TASK: Copy out, unchanged, every line from the start of the records to the line that contains "box: [466, 219, 491, 248]", and stop there.
Start of Block
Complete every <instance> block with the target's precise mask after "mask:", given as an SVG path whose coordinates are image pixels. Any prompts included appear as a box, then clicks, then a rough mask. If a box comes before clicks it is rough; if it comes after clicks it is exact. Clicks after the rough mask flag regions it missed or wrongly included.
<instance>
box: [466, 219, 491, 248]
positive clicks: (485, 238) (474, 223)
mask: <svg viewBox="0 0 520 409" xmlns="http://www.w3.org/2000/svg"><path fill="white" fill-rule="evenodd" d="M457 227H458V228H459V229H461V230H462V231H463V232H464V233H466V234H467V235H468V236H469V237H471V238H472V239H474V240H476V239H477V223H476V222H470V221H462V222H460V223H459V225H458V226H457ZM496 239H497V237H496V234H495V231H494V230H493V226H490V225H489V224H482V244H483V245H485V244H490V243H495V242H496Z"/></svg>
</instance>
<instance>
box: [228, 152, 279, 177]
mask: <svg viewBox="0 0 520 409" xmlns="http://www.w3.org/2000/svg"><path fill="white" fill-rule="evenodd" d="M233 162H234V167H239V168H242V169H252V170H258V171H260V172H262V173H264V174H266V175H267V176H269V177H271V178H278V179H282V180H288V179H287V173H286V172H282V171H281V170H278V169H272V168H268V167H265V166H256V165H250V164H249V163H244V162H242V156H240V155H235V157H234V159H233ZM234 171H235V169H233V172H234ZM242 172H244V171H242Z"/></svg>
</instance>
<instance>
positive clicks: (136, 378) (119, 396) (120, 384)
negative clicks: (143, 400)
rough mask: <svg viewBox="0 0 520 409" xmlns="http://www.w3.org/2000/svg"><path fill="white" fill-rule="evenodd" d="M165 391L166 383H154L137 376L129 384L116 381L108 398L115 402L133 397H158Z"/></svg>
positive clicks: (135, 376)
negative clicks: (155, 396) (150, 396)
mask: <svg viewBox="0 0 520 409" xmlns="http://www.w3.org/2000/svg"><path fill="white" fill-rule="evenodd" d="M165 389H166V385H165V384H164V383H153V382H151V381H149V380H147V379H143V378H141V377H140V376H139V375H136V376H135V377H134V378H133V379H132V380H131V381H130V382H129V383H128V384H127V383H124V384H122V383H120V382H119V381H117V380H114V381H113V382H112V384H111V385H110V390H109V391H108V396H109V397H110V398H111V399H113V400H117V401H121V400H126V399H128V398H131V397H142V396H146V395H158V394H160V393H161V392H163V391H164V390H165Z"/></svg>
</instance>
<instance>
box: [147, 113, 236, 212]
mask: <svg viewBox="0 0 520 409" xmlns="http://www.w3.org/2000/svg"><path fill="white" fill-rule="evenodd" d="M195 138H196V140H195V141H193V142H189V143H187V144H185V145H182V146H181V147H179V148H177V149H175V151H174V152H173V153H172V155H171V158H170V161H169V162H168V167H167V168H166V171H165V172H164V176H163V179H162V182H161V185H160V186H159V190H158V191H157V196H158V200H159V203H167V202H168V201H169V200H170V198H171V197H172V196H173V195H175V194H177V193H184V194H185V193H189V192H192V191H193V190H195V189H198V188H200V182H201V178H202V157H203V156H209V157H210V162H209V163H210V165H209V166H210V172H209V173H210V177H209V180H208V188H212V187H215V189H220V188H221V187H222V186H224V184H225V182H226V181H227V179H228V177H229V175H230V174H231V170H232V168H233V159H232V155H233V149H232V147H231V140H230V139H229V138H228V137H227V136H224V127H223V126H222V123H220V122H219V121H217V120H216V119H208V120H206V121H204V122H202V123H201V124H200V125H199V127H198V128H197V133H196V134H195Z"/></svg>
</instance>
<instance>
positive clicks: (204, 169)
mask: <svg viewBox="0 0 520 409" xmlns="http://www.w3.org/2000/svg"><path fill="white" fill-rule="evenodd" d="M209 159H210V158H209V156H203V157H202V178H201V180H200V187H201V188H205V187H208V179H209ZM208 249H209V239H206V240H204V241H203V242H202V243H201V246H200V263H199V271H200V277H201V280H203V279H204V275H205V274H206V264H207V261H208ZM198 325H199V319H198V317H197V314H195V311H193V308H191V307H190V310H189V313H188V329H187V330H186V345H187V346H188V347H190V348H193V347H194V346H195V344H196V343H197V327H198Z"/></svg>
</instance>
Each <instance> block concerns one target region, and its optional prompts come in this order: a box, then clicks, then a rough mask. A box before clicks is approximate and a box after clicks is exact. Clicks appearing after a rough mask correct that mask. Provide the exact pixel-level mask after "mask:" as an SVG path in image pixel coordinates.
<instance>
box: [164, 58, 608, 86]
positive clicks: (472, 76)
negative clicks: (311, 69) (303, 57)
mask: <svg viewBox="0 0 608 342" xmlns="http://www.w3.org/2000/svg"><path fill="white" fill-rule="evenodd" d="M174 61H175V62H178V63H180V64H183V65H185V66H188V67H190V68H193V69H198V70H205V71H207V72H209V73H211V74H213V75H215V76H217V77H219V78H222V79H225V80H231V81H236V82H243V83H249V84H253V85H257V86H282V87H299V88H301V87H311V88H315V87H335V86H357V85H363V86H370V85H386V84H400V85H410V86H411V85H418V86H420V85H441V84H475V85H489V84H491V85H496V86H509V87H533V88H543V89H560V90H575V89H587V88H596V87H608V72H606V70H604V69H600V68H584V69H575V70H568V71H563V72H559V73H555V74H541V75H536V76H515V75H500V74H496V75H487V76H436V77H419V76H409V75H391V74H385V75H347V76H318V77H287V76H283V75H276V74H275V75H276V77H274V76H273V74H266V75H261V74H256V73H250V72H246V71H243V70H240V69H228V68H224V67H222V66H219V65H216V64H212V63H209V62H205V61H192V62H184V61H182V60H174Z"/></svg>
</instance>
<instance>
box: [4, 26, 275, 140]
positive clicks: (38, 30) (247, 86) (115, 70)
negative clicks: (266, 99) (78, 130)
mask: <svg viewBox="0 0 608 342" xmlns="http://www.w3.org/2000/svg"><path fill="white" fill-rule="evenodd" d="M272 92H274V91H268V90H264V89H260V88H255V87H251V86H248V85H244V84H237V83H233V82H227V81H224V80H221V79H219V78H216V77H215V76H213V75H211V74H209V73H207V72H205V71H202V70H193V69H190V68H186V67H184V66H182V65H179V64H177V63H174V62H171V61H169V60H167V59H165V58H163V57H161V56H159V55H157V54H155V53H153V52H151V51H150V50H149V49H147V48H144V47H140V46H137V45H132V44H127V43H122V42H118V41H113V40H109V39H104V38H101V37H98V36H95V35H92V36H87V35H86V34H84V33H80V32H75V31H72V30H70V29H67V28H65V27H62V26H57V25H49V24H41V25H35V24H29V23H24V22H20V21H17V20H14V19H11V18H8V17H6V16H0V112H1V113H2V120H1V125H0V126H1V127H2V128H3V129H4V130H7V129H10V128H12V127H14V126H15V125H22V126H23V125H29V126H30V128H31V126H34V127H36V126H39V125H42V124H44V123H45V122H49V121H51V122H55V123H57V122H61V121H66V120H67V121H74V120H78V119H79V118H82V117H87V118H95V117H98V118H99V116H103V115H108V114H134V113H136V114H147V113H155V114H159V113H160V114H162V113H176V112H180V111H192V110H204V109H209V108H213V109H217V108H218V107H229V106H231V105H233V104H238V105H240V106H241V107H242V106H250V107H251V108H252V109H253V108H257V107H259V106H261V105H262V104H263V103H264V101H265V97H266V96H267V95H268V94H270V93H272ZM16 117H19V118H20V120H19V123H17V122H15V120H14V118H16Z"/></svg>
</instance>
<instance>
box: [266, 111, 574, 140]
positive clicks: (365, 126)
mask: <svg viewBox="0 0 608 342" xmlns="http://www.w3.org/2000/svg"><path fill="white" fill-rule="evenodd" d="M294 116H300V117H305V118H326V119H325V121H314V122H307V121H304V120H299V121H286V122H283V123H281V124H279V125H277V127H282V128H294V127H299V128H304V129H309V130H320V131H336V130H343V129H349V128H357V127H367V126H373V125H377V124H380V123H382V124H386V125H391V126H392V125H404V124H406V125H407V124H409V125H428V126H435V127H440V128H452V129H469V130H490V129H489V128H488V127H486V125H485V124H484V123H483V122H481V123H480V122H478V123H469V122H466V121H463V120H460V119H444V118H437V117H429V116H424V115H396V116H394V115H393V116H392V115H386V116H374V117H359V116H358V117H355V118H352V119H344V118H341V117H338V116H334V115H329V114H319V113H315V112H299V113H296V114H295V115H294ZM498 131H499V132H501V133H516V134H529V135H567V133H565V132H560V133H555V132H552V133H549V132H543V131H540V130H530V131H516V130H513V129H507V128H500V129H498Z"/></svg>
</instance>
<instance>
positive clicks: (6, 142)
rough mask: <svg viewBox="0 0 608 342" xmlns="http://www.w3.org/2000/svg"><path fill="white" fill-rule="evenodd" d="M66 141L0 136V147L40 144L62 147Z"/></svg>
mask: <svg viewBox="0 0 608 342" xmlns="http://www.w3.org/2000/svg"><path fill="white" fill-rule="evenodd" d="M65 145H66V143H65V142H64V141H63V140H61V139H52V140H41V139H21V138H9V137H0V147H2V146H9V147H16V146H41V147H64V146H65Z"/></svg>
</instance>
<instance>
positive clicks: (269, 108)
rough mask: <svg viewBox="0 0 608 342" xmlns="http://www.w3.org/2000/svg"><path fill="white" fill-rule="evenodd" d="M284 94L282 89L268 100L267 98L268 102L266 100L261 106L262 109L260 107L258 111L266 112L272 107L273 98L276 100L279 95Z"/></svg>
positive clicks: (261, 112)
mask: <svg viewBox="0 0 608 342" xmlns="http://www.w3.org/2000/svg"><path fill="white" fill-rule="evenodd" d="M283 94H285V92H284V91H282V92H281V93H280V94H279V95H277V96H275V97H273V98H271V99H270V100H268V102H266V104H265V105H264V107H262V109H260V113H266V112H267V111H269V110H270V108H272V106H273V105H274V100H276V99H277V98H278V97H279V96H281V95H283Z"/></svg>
End of Block
ANSWER FOR THE TASK:
Complete every <instance> block with the target's precise mask after "mask:", given as an SVG path whose coordinates are image pixels. Any prompts included appear as a box, then clicks, then a rough mask. If a box comes before clicks it is rough; if it comes after clicks it is exact. Clicks after the rough mask flag regions it missed or wrongly included.
<instance>
box: [466, 219, 491, 248]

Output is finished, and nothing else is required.